Extrait du texte —
------------------------

La ministre Charlotte Parmentier-Lecocq a annoncé que le Comité interministériel du handicap (CIH) du 6 mars 2025 marquera une « nouvelle étape d’orientations et d’engagements concrets ». Remboursement intégral des fauteuils roulants par l’Assurance maladie à partir du 1er décembre 2025, premières mesures de simplification pour alléger les procédures des dossiers MDPH, déploiement de 500 pôles d’appui à la scolarité (PAS) à la rentrée 2025, des mesures pour la plupart déjà connues de longue date.

------------------------

Consigne — Pouvez-vous résumer en deux phrases le texte ci-dessus sur le Comité interministériel du handicap ?

------------------------

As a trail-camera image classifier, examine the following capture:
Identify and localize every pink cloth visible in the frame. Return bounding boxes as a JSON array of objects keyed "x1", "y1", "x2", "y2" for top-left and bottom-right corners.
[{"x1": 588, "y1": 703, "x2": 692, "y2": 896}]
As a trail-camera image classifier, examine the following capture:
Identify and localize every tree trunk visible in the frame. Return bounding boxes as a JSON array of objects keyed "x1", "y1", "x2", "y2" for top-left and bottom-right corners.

------------------------

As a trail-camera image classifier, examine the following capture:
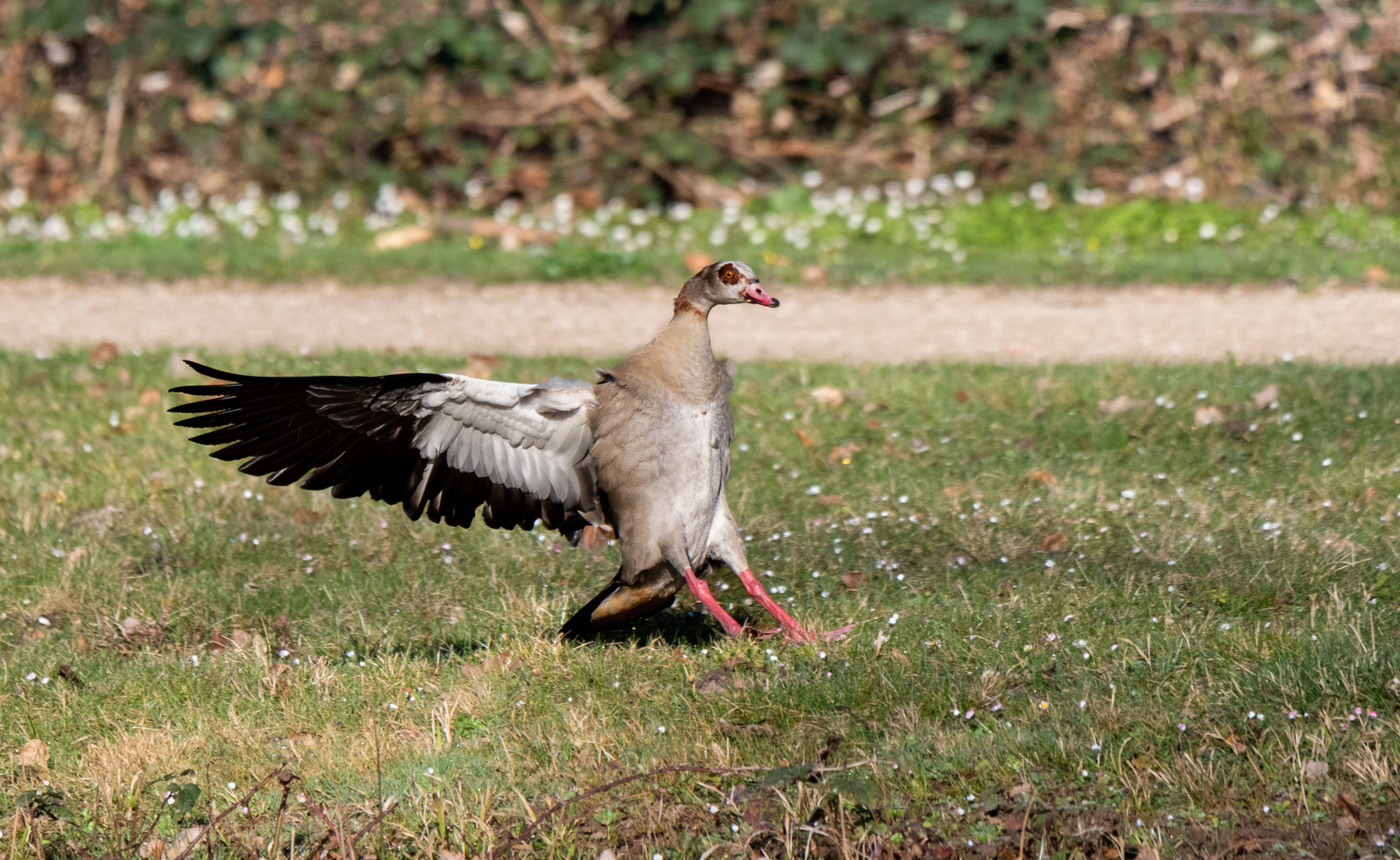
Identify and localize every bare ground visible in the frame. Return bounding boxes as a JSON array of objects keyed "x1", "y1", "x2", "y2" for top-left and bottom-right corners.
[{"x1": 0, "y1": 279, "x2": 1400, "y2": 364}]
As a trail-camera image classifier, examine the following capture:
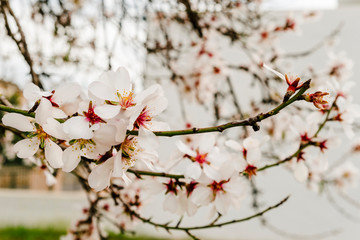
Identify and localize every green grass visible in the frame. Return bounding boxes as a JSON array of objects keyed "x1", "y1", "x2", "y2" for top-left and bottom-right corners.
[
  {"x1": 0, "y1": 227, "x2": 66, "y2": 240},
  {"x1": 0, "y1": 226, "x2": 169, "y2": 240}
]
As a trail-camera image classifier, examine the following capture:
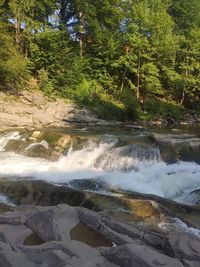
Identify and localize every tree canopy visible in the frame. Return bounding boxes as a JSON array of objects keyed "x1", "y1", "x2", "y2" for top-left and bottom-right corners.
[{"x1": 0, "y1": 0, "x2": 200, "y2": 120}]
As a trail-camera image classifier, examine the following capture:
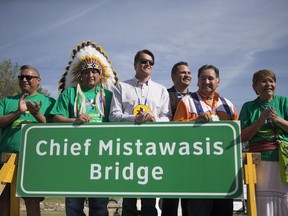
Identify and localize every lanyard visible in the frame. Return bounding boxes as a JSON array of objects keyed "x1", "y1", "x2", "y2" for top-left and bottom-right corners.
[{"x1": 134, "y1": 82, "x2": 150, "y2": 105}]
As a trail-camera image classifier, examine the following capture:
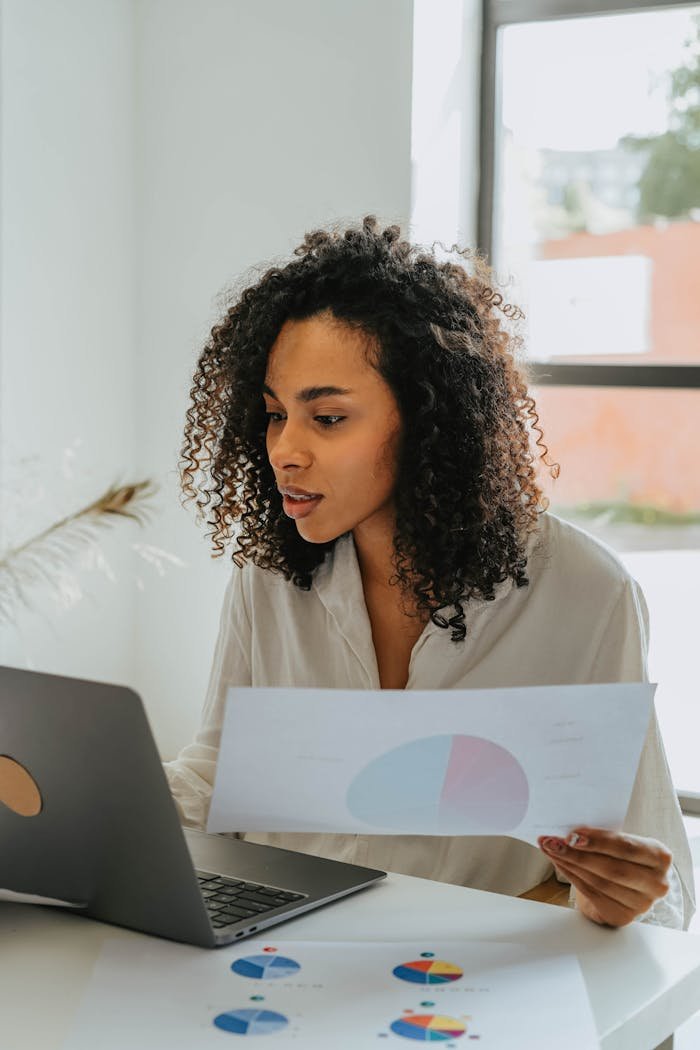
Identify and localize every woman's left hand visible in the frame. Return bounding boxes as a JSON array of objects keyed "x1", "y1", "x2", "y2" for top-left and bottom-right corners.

------------------------

Réponse rédigée — La ministre Charlotte Parmentier-Lecocq a annoncé que le Comité interministériel du handicap du 6 mars 2025 marquera une « nouvelle étape d’orientations et d’engagements concrets ». Parmi les mesures, pour la plupart déjà connues de longue date, figurent le remboursement intégral des fauteuils roulants par l’Assurance maladie à partir du 1er décembre 2025, les premières simplifications des procédures des dossiers MDPH et le déploiement de 500 pôles d’appui à la scolarité à la rentrée 2025.